- Data extract -
################

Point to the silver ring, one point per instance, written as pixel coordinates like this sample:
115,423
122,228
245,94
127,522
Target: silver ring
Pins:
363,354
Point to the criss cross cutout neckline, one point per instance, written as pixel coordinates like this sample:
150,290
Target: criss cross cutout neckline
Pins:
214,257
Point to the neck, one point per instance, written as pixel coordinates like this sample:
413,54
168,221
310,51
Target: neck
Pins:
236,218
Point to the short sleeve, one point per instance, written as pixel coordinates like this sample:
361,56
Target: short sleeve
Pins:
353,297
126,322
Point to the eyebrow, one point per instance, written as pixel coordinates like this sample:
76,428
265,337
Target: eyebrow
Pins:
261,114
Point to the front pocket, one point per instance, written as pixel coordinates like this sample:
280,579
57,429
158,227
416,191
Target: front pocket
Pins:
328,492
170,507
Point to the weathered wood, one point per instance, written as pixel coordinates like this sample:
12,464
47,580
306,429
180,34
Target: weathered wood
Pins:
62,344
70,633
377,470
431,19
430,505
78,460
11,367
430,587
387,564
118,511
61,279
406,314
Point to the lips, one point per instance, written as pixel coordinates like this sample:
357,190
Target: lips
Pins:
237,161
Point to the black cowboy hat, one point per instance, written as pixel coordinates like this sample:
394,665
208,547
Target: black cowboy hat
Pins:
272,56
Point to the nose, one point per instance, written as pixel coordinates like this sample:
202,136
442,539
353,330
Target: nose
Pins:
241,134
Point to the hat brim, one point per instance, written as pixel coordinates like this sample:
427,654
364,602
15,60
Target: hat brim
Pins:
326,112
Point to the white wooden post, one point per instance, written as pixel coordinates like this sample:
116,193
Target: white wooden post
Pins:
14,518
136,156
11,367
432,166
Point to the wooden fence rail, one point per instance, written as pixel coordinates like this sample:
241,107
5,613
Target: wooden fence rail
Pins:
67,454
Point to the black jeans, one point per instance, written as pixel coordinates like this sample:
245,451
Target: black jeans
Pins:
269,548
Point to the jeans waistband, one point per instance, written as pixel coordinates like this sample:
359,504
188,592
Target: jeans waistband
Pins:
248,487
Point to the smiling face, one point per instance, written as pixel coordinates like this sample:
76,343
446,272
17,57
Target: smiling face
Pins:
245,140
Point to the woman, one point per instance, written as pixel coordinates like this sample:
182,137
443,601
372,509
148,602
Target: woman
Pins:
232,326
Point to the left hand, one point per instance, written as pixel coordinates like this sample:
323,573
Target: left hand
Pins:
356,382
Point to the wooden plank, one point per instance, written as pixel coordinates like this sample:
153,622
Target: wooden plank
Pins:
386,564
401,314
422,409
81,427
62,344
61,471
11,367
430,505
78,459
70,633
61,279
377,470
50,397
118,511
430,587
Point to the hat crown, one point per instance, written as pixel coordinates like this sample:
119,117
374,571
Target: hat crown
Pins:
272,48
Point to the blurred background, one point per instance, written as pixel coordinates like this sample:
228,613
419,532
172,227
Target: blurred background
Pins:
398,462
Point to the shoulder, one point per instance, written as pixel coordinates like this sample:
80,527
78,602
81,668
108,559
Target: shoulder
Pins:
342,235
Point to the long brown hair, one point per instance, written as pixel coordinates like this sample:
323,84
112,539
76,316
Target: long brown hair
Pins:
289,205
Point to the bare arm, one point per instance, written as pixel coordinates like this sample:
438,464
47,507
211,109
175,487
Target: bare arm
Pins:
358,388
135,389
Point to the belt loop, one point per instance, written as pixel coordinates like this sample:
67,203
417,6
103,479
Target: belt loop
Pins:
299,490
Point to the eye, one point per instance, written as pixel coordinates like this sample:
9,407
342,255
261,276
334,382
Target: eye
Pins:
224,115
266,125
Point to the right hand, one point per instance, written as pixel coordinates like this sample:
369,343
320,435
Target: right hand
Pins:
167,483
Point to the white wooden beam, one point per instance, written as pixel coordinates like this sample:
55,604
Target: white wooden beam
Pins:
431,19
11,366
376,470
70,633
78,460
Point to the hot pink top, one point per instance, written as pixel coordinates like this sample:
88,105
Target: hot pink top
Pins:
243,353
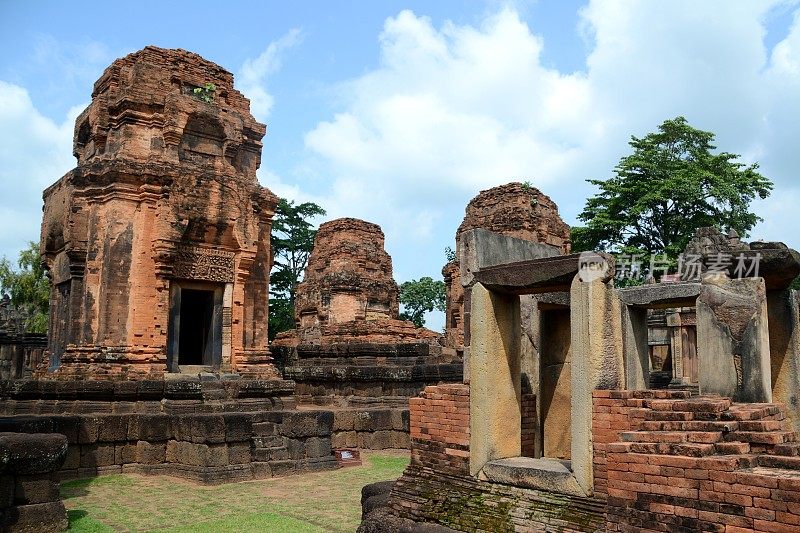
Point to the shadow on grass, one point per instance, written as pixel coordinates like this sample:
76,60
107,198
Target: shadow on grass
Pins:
78,487
81,522
255,522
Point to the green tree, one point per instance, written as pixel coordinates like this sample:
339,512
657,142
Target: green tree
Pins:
292,242
27,287
421,296
669,186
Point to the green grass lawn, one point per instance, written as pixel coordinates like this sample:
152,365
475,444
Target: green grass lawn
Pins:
318,502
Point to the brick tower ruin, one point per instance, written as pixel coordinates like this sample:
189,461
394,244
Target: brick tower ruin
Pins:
350,350
515,210
157,243
349,277
349,342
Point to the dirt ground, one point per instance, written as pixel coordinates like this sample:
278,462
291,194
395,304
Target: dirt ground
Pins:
315,502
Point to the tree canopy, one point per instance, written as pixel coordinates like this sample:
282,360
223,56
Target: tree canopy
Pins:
27,287
292,242
421,296
668,187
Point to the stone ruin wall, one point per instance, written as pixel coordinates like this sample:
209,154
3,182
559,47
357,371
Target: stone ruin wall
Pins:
663,461
514,210
164,192
21,353
348,277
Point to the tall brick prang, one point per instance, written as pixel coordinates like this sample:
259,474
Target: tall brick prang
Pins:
157,243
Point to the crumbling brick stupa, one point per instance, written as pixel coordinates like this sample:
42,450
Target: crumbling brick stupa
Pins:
516,210
350,350
158,248
157,243
570,376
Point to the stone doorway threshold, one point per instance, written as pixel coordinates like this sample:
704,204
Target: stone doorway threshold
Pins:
552,475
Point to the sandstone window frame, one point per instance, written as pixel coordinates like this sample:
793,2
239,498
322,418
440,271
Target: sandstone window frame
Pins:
495,386
220,328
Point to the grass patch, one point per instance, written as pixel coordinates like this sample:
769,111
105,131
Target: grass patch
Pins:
316,502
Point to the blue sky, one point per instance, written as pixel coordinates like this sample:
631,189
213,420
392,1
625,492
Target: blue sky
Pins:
400,112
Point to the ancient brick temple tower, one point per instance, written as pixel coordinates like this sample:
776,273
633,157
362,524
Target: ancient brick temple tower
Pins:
516,210
157,243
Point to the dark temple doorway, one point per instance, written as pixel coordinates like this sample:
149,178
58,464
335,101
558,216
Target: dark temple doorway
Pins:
195,332
196,338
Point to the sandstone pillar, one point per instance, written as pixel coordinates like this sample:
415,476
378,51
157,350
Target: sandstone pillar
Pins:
733,339
597,363
784,344
495,422
637,351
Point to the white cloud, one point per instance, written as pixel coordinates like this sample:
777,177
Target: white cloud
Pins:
253,76
454,109
35,152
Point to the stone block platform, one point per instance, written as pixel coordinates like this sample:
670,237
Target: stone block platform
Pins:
207,431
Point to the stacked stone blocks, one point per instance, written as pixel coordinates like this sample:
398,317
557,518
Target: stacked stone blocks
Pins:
29,488
668,462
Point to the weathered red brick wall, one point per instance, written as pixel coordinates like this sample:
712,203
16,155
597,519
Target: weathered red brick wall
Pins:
436,487
439,419
529,426
671,463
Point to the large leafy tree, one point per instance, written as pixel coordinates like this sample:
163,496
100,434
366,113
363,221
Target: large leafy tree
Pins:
669,186
292,242
27,287
421,296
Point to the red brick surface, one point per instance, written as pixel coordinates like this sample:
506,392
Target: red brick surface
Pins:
440,427
667,462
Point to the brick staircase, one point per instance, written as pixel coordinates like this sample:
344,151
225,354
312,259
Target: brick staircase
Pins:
677,462
267,446
706,425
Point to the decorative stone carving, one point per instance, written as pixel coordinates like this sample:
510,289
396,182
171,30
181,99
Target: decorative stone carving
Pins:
513,210
164,201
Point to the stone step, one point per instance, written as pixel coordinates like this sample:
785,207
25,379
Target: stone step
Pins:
763,425
758,437
264,429
708,405
779,461
708,437
688,449
279,453
666,416
751,412
789,449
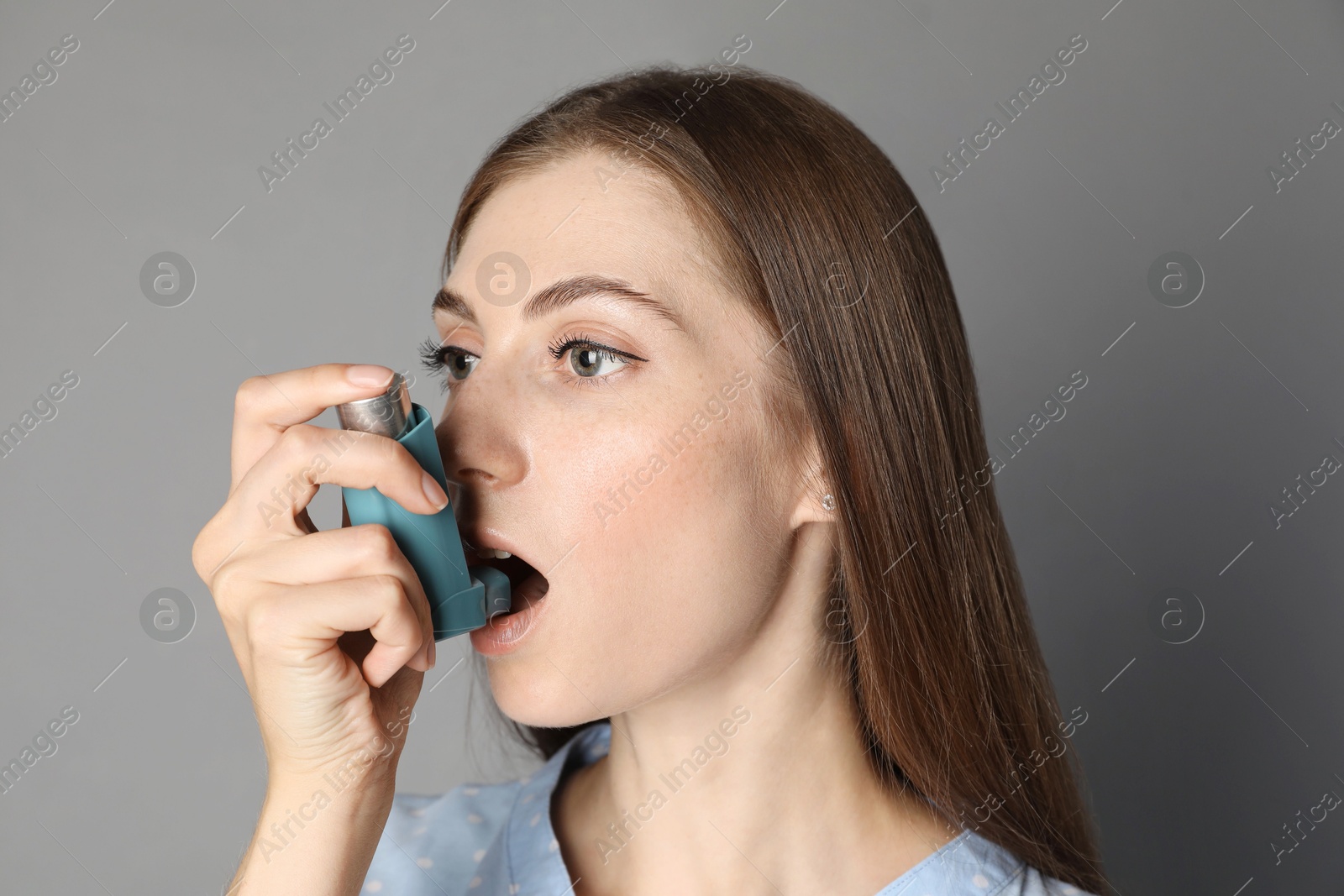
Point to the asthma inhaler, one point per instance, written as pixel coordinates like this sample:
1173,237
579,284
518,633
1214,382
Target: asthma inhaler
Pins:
460,598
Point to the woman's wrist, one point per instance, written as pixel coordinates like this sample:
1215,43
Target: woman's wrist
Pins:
318,832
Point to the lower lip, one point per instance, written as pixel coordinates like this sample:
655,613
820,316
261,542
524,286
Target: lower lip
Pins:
504,633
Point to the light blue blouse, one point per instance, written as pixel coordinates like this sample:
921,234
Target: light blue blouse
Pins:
497,840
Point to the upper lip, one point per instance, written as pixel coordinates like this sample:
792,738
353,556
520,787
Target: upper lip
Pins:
486,537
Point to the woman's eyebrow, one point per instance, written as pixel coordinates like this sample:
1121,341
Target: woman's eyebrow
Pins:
566,291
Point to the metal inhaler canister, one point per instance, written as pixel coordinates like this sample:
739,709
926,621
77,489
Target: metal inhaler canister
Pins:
460,598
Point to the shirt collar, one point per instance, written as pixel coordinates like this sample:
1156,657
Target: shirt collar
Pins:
531,849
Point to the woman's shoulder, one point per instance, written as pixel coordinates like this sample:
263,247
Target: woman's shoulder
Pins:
437,841
974,866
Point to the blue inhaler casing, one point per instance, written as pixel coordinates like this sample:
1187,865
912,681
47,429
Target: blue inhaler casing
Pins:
460,598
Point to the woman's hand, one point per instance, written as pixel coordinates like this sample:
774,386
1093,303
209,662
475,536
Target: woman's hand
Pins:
331,629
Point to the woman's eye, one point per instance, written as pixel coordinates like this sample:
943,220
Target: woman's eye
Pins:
459,364
589,360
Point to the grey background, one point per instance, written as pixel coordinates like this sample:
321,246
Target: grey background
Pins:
1160,476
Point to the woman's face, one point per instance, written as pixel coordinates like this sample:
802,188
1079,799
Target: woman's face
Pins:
635,469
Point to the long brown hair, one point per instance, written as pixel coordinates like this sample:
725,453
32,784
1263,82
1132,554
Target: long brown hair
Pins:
823,238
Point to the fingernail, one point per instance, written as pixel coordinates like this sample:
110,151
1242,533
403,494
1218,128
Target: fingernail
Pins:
369,375
433,492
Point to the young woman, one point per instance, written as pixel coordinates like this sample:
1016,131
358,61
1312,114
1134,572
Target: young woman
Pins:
710,392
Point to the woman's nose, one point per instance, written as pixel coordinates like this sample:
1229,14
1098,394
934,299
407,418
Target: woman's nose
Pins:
480,437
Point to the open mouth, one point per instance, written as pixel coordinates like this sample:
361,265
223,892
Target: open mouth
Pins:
528,584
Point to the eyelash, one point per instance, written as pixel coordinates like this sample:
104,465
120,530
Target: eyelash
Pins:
434,356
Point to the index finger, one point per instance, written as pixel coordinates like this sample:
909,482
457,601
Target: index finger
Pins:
269,403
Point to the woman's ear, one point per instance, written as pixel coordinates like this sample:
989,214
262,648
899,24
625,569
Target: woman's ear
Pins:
815,499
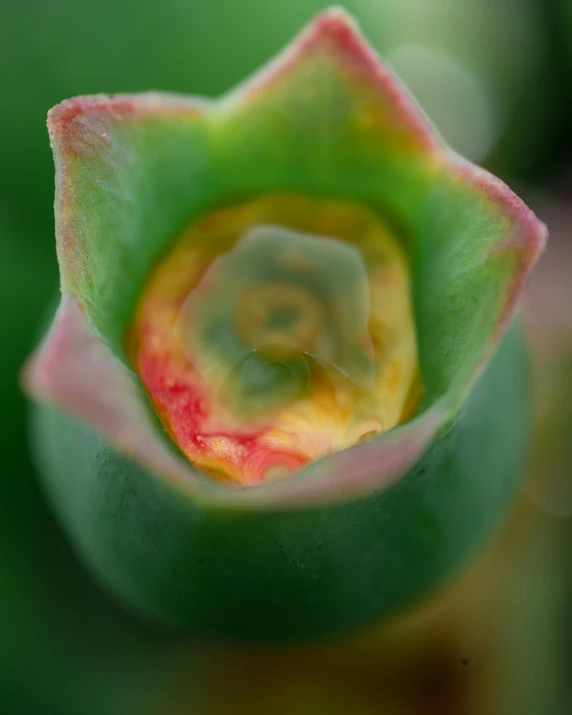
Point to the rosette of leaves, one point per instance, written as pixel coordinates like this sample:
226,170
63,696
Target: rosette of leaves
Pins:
283,393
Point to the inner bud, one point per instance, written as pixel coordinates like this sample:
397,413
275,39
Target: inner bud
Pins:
277,332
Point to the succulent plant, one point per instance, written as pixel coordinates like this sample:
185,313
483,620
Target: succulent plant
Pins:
283,393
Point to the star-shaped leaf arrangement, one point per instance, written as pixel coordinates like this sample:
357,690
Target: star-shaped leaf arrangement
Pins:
283,393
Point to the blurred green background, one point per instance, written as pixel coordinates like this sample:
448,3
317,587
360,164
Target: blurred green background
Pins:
493,75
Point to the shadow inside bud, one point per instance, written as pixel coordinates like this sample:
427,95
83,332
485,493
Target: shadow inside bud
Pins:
276,332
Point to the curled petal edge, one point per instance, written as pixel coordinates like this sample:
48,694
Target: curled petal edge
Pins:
75,370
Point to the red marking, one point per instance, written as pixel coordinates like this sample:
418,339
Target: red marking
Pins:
334,31
191,415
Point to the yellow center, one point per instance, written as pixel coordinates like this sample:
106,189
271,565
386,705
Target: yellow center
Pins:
277,331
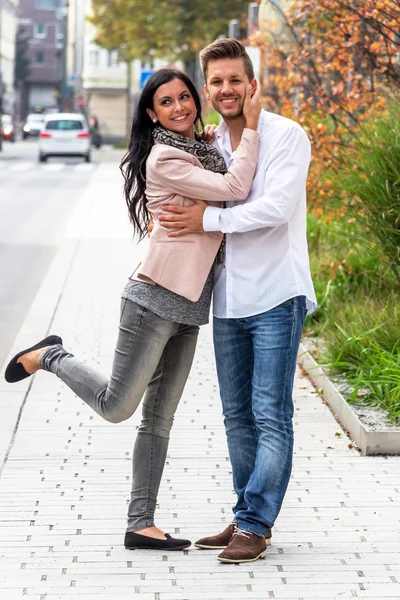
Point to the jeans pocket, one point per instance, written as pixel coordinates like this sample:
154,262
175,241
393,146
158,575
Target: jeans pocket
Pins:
122,308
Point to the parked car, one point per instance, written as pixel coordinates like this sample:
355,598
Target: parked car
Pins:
64,134
32,125
7,128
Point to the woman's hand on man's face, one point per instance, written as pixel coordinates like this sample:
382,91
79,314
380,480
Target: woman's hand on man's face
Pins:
208,133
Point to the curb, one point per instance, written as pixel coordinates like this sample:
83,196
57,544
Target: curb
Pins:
370,442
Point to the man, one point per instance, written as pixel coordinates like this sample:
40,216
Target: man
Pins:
261,296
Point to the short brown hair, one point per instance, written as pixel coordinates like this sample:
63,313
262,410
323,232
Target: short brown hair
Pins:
226,48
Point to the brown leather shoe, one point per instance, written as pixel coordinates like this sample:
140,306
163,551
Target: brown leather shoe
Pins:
221,540
244,547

################

Report each line of the listing above that uses the word "plank".

- Your solution -
Point to the wooden plank, one point per instance, written as pixel coordinates like this sample:
Target: wooden plank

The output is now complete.